Items from a point labeling set:
_ _ _
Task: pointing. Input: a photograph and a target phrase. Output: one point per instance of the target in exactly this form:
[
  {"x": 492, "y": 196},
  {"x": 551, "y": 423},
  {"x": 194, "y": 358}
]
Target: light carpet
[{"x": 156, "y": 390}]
_ _ _
| Direction |
Copy every item above word for word, leaving nothing out and changing nothing.

| Solution to this task |
Task: pointing. Input: a photograph and a target phrase. Output: one point per instance of the target in exactly this form:
[
  {"x": 492, "y": 196},
  {"x": 551, "y": 423},
  {"x": 194, "y": 358}
]
Target: light carpet
[{"x": 156, "y": 390}]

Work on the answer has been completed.